Once you reach the line containing "Bound every cream" in the entries below, write out that line and each one after it down to the line containing "389 45 589 663", exactly and with nothing added.

[MATERIAL FOR THIS TASK Boundary: Start]

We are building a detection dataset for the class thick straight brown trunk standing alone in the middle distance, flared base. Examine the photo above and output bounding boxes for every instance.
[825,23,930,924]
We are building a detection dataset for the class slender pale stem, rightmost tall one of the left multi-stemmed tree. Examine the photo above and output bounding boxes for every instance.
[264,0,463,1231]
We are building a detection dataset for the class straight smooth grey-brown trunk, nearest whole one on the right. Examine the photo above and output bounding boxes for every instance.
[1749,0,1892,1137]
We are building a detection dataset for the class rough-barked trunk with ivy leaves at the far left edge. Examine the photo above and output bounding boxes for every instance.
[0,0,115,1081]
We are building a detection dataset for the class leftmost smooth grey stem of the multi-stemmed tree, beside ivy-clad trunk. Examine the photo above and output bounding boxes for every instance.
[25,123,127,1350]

[MATERIAL FOR THIS TASK Boundary: End]
[MATERIAL FOR THIS TASK Boundary: Start]

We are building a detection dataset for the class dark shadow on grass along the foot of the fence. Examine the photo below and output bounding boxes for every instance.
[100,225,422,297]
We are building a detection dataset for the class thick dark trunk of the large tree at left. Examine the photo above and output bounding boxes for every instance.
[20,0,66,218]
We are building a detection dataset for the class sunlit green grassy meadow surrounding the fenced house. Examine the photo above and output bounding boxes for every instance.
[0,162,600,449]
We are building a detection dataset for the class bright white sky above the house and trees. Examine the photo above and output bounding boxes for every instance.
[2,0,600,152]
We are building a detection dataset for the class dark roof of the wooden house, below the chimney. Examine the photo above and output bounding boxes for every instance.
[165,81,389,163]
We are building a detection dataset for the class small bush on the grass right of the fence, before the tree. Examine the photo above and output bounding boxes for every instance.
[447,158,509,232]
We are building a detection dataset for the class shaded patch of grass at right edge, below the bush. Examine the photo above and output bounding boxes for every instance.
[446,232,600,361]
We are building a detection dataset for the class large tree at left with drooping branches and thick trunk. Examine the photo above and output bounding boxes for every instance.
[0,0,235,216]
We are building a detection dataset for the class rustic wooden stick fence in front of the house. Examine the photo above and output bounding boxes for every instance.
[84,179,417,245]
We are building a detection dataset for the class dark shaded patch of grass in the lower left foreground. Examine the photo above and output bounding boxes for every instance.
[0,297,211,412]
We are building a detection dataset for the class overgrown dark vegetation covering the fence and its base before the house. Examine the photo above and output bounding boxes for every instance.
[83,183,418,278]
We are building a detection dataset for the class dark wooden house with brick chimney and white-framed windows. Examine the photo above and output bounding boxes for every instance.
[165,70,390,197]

[MATERIAL FOR THIS TASK Boundary: End]
[MATERIAL FOR THIS TASK Boundary: Start]

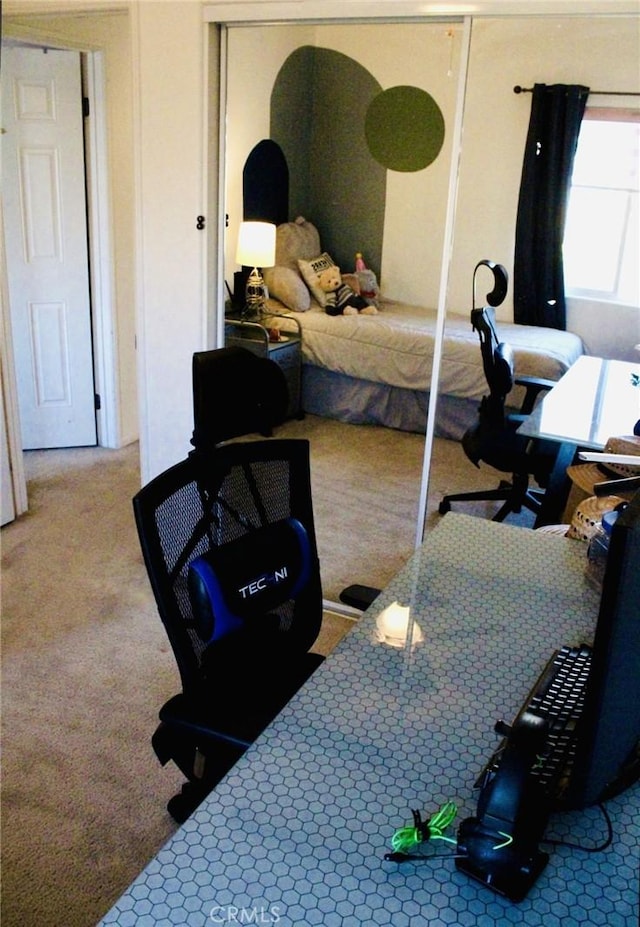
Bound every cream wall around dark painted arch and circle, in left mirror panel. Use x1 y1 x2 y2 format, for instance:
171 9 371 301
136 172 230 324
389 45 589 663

[MATERIAL FOR THIS TASK Boundary: End]

**OUTPUT FOR THIS TASK**:
Bound every cream wall around dark painted arch and circle, in left mirror panel. Use x1 y1 x2 y2 format, for instance:
171 9 371 301
136 172 230 324
389 45 589 663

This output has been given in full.